··· Supplied text ···

Both American-style yoga and the food revolution were born in the counterculture of the 1970s. Both have bubbled away in urban centers and pockets of hippiedom and are becoming more mainstream than their early practitioners could have imagined.

India has become to American yoga what France is to American cuisine: an ancient source of wisdom to be reinterpreted, democratized and repackaged by its acolytes here. The “yoga industry” now represents about $6 billion in annual spending by American consumers on classes, videos, mats and apparel like the $158 Apres Yoga jacket at the upscale chain Lululemon, according to Yoga Journal magazine.

And in yoga and foodie circles alike, contemplating the awesome significance of every bite taken — its flavors, its implications, its history — often seems to lead to moral judgments about others.

“It’s been one of my struggles,” said Rick Bayless, the Chicago chef, who has been practicing yoga for 15 years, is not a vegetarian and loves pork. “I think that sometimes the yoga community is a little too austere, and it’s hard to talk about what I do with people who believe in eating just what you need to stay alive.”

“When I started teaching, it wasn’t really O.K. for yogis to talk about food,” said Mary Taylor, a yoga teacher in Boulder, Colo., who studied with Julia Child at Les Trois Gourmandes, her cooking school in Paris. “And food wasn’t such a big part of American life back then — there were maybe five spices at the supermarket, and one food magazine.”

··· Record extracts ···

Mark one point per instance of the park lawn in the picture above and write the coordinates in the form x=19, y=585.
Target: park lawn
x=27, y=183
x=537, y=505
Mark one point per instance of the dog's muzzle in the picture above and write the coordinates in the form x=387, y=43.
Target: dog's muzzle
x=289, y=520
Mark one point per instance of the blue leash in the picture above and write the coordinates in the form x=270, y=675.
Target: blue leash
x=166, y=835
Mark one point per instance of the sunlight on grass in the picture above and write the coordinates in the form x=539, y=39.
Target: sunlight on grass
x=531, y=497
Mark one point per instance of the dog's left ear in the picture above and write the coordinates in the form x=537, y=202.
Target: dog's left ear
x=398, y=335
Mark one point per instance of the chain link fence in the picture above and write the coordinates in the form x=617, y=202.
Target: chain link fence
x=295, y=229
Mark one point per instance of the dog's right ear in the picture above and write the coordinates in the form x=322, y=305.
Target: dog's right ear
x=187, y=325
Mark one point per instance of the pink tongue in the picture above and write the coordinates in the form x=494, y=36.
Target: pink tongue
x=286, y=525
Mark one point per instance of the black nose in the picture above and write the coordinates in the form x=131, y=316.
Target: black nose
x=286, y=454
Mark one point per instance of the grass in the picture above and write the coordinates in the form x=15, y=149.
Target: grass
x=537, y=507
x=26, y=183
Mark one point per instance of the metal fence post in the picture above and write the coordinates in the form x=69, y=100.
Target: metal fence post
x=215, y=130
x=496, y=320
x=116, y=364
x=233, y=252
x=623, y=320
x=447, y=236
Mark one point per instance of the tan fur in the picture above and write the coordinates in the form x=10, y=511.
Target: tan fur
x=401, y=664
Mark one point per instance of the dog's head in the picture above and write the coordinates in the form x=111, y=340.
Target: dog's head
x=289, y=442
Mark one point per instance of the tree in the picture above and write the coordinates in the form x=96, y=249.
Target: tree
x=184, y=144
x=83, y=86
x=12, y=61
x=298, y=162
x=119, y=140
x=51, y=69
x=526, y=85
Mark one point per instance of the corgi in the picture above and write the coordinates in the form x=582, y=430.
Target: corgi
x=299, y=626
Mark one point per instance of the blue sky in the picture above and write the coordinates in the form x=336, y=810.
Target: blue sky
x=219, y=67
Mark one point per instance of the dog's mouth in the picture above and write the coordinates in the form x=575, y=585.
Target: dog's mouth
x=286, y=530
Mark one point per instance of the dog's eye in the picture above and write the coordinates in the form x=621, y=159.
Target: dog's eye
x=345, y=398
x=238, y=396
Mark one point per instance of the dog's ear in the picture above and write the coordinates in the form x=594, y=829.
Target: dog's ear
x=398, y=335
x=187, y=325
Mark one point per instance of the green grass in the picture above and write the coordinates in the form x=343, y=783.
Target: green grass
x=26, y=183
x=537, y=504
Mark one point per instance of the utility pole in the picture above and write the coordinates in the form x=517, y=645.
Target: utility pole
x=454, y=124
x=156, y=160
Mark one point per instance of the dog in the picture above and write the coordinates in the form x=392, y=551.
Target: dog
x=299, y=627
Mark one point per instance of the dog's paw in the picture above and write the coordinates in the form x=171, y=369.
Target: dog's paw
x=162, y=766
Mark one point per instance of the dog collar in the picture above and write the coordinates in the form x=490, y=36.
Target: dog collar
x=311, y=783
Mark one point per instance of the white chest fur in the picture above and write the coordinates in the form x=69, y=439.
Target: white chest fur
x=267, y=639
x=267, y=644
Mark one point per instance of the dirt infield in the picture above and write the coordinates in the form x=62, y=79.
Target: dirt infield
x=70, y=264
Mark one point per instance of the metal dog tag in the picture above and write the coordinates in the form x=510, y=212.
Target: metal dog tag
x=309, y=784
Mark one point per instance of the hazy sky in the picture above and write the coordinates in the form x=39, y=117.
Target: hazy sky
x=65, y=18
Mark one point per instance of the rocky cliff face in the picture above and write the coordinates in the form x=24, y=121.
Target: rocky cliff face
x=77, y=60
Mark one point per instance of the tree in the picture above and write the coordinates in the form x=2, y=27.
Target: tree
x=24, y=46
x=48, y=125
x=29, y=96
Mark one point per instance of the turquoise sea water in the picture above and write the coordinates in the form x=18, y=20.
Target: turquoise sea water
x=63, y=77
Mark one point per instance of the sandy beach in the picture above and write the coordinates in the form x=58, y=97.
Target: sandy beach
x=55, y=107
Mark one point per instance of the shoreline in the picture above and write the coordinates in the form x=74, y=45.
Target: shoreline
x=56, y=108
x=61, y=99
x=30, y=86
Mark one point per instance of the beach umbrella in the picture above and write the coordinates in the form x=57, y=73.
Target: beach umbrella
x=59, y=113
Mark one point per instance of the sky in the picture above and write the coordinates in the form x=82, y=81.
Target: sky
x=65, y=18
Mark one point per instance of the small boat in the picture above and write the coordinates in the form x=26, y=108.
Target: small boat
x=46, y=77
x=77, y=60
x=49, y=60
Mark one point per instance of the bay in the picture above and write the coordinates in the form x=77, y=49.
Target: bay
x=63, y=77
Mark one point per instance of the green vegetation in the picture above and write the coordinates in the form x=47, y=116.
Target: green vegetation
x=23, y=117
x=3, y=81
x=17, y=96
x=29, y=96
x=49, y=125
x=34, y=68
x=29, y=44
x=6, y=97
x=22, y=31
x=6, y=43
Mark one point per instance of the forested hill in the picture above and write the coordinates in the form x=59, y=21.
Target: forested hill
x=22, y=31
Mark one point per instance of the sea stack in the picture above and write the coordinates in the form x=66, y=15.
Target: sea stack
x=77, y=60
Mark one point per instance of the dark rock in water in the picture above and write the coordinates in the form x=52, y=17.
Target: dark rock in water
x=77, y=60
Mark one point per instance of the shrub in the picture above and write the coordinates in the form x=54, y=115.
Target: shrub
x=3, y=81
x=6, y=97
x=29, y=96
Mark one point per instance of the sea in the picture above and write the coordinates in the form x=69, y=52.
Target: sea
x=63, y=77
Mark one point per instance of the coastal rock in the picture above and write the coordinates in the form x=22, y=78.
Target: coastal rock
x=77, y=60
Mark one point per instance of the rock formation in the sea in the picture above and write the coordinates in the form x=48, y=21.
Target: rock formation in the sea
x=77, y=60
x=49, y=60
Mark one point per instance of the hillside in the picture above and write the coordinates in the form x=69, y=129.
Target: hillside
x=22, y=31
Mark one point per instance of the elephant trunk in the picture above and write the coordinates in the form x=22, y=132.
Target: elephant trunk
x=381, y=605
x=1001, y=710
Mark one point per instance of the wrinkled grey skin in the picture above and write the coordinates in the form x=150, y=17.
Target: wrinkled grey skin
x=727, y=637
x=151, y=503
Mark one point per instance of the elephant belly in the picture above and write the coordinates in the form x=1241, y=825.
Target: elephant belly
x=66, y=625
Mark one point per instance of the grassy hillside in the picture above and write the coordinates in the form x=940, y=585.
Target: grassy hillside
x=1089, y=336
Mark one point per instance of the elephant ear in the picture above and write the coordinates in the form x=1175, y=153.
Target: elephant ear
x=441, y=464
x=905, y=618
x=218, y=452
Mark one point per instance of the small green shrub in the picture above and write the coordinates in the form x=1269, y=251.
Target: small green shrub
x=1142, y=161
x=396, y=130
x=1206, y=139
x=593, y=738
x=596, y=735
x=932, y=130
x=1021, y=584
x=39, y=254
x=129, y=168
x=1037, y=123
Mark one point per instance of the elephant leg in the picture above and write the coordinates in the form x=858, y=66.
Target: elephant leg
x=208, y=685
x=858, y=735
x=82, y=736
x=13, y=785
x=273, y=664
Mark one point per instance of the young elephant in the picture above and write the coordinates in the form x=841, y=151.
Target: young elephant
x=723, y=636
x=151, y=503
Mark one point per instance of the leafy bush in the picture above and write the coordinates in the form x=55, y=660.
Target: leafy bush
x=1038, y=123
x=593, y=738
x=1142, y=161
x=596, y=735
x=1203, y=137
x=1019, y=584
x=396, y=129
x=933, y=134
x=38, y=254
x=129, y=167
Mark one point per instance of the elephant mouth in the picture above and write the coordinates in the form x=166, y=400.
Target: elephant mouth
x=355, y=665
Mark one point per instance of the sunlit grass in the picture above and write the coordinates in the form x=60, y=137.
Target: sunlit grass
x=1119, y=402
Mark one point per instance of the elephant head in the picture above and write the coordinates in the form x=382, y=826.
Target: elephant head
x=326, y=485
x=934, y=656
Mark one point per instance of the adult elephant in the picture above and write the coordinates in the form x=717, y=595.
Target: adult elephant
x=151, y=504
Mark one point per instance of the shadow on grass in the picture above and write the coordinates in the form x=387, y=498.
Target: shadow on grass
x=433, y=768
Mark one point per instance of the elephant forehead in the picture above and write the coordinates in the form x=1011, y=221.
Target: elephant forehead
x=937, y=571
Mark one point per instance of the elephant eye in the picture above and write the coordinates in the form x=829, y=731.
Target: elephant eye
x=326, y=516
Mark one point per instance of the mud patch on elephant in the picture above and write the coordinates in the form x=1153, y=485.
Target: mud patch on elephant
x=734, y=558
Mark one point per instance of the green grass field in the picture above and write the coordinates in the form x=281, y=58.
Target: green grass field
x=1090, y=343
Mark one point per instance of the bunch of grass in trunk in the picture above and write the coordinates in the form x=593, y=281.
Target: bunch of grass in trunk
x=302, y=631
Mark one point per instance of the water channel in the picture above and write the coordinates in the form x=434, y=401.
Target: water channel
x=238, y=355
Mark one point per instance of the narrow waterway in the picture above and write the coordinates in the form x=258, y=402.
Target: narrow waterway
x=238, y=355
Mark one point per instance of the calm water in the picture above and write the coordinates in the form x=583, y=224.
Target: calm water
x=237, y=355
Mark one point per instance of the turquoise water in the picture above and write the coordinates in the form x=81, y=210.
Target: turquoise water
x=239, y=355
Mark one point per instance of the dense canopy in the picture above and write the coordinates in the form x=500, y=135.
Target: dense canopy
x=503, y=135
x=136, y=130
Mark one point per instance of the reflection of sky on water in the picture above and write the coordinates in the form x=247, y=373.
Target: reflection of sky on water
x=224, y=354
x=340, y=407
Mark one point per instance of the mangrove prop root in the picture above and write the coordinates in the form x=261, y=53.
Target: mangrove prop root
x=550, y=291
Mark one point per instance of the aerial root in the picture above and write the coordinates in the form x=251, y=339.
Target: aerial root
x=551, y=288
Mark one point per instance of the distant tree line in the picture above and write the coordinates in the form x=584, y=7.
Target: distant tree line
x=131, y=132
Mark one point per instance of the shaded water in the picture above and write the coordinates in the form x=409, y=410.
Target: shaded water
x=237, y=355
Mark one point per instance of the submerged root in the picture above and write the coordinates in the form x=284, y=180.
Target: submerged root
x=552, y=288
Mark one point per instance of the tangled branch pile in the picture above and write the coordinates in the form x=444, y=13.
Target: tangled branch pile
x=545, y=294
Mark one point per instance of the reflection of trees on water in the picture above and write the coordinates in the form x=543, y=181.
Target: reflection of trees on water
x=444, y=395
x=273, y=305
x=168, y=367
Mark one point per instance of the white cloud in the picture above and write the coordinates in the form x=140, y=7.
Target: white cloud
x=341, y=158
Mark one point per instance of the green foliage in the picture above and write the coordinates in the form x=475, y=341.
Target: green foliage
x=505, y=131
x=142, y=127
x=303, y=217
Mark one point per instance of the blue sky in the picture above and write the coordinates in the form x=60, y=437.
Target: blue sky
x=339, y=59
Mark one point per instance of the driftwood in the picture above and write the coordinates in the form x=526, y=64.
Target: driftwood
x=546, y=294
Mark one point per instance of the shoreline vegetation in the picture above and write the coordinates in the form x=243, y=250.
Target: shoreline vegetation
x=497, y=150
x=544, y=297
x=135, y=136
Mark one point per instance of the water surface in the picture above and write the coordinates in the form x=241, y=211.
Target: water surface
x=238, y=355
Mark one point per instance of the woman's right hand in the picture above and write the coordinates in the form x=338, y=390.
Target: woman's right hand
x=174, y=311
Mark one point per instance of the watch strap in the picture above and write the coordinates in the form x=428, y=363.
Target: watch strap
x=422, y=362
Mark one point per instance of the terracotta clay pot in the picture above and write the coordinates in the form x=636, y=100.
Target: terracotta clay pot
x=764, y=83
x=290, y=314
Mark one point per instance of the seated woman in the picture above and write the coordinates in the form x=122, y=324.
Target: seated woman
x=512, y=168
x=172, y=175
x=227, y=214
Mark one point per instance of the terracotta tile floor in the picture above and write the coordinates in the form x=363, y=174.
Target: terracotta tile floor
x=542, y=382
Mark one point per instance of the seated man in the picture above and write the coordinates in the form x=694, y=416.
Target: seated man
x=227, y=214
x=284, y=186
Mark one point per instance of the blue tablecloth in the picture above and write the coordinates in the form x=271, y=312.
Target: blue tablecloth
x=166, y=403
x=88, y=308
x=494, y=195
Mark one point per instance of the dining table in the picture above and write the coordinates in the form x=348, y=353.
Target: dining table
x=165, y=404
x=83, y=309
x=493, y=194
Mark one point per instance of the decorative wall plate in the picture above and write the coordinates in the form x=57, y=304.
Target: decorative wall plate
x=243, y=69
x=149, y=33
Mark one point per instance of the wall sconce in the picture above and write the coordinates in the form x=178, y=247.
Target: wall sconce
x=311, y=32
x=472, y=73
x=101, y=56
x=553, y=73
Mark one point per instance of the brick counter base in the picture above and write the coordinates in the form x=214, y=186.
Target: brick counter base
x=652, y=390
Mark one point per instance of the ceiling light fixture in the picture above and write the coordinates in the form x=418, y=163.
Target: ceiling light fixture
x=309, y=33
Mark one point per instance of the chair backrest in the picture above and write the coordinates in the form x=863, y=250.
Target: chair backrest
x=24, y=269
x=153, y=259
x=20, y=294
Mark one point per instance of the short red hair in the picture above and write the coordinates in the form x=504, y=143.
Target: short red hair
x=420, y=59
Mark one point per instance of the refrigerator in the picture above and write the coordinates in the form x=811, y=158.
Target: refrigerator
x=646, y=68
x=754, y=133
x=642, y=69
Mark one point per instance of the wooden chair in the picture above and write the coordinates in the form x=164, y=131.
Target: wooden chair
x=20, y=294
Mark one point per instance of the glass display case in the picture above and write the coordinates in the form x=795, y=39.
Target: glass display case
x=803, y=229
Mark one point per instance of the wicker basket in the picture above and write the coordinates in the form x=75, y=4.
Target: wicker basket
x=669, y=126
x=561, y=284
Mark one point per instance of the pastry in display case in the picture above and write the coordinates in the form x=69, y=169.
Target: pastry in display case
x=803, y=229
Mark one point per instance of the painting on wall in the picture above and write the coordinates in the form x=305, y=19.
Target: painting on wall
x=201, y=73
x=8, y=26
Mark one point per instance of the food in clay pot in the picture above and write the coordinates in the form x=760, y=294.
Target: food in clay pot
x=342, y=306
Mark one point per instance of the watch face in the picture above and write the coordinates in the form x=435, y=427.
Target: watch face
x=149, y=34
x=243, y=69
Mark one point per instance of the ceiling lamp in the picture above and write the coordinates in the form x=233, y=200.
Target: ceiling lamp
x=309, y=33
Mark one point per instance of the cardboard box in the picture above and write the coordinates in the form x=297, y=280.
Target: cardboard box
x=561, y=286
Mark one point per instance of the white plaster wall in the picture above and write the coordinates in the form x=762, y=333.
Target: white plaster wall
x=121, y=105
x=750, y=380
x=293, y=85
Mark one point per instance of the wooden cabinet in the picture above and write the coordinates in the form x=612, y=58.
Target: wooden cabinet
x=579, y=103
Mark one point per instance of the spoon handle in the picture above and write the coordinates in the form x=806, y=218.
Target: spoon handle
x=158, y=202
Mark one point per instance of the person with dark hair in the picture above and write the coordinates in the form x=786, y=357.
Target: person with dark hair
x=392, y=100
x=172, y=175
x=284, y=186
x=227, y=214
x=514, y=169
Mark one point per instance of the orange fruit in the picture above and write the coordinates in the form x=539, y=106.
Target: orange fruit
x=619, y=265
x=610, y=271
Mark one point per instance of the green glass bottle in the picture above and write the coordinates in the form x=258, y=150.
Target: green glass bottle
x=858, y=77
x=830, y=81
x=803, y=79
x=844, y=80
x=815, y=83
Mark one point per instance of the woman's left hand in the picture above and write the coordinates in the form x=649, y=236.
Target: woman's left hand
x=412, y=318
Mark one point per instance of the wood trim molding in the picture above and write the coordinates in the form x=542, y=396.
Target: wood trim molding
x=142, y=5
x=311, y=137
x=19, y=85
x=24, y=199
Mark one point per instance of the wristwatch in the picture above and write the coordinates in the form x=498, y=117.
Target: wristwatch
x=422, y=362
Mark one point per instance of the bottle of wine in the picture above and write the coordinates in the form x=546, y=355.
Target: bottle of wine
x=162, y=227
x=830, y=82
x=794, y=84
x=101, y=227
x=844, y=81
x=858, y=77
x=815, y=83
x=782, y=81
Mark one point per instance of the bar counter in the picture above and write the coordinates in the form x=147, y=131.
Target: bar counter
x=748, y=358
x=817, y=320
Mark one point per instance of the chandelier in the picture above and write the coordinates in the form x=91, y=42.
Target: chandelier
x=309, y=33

···

Please state how much annual spending by American consumers the "yoga industry" represents, according to the text on yoga and food culture.

Exercise result:
About $6 billion a year.